Task instructions: Please copy all of the data below line for line, changing nothing. Leave the pictures out of your copy.

---- The data

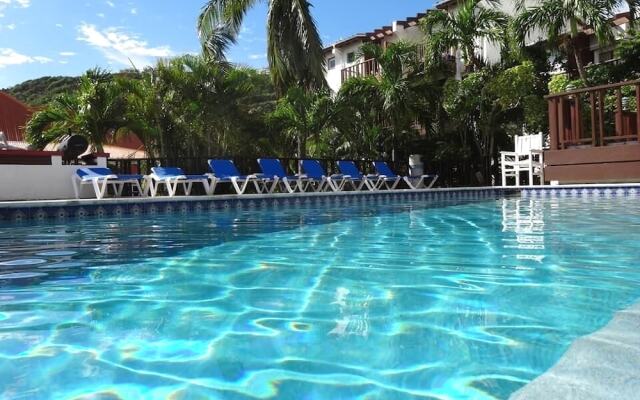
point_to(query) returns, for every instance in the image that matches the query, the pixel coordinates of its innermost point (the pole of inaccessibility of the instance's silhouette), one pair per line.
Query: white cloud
(15, 3)
(122, 47)
(12, 57)
(42, 60)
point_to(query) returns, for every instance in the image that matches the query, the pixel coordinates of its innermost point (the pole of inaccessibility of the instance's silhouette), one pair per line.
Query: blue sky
(67, 37)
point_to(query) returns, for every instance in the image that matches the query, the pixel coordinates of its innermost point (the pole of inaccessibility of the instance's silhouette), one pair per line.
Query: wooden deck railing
(595, 116)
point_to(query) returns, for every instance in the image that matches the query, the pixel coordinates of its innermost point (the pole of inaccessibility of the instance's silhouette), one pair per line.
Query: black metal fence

--------

Response to this task:
point_to(query) returns, for every instance in the image that matches the query, the pixel coordinates of its innermost point (the pole of inaccessibility of the instance's silhouette), one pair per line.
Query: white cloud
(15, 3)
(122, 47)
(12, 57)
(42, 60)
point_to(query) returns, for every instance in the image that matches the query, the pixel coordinates of its innermost point (the pole of inaccessibility of the instance's silhouette), one pair per line.
Query: blue sky
(67, 37)
point_to(query) returns, for every instance in the image that matches the query, the pixel coordinates of its innermost point (the pole of inaccessibility of the instance's silhouette), one pair per line.
Query: wooden deck railing
(595, 116)
point_to(query) returns, for every instance in the image that matches the query, the pixel coordinates of its innermost point (the pole of inaccessibility of the instance's silhouette), one pair per line.
Query: black metal fence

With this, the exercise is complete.